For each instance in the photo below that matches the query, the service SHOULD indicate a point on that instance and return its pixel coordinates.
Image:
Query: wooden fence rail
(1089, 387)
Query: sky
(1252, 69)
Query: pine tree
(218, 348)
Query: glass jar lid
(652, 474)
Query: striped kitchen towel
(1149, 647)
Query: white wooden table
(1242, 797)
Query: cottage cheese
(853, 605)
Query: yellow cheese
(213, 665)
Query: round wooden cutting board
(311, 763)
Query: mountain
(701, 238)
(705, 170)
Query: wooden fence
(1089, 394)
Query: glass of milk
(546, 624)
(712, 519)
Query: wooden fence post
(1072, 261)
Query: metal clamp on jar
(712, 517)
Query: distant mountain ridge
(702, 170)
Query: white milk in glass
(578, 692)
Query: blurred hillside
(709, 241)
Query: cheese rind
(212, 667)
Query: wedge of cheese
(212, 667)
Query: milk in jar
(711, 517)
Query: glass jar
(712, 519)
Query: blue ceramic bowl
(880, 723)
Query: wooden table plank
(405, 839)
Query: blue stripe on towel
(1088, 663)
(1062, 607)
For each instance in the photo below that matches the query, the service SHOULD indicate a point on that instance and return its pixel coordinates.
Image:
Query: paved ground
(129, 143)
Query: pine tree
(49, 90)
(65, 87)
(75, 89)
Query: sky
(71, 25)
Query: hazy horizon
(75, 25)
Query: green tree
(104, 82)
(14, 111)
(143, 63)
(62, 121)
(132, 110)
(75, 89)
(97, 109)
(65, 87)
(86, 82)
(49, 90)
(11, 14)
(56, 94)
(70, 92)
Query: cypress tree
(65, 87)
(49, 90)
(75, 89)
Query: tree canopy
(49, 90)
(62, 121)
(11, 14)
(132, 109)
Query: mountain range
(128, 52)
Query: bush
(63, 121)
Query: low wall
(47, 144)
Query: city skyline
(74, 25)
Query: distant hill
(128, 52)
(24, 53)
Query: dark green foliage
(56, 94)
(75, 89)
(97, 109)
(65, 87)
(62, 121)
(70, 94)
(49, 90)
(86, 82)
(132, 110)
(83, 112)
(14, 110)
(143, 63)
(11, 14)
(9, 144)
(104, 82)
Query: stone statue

**ACTION ITEM**
Would you please write the entries out again in full, exactly as given?

**RESPONSE**
For each instance in the photo below that matches the query, the service SHOULD indicate a point on that instance and return its pixel coordinates.
Image:
Query: wooden fence rail
(1089, 387)
Query: sky
(1252, 69)
Query: pine tree
(218, 348)
Query: glass jar lid
(652, 474)
Query: striped kitchen towel
(1149, 647)
Query: white wooden table
(1242, 797)
Query: cottage cheese
(853, 605)
Query: yellow cheese
(213, 665)
Query: round wooden cutting board
(311, 763)
Query: mountain
(701, 238)
(705, 170)
Query: wooden fence
(1089, 394)
Query: glass of milk
(546, 624)
(712, 519)
Query: wooden fence post
(1072, 261)
Query: metal clamp on jar
(712, 517)
Query: distant mountain ridge
(702, 170)
Query: white milk in glass
(578, 692)
Query: blurred hillside
(709, 241)
Query: cheese rind
(212, 667)
Query: wedge of cheese
(212, 667)
Query: milk in jar
(711, 517)
Query: glass jar
(712, 519)
Query: blue ceramic bowl
(880, 723)
Query: wooden table plank
(405, 839)
Query: blue stripe on towel
(1088, 663)
(1062, 607)
For each instance in the photo below that matches the query, the service SHOULD indicate a point on that instance and return its pixel coordinates.
Image:
Query: paved ground
(129, 143)
Query: pine tree
(49, 90)
(65, 87)
(75, 89)
Query: sky
(71, 25)
Query: hazy horizon
(75, 25)
Query: green tree
(104, 82)
(14, 111)
(143, 63)
(62, 121)
(132, 110)
(75, 89)
(97, 109)
(65, 87)
(86, 82)
(49, 90)
(11, 14)
(56, 94)
(70, 92)
Query: cypress tree
(65, 87)
(49, 90)
(75, 89)
Query: tree canopy
(49, 90)
(62, 121)
(11, 14)
(132, 109)
Query: mountain range
(128, 52)
Query: bush
(63, 121)
Query: low wall
(47, 144)
Query: city skyline
(74, 25)
Query: distant hill
(128, 52)
(24, 53)
Query: dark green foliage
(56, 94)
(75, 89)
(97, 109)
(65, 87)
(62, 121)
(70, 94)
(49, 90)
(86, 82)
(132, 110)
(83, 112)
(14, 110)
(143, 63)
(11, 14)
(9, 144)
(104, 82)
Query: stone statue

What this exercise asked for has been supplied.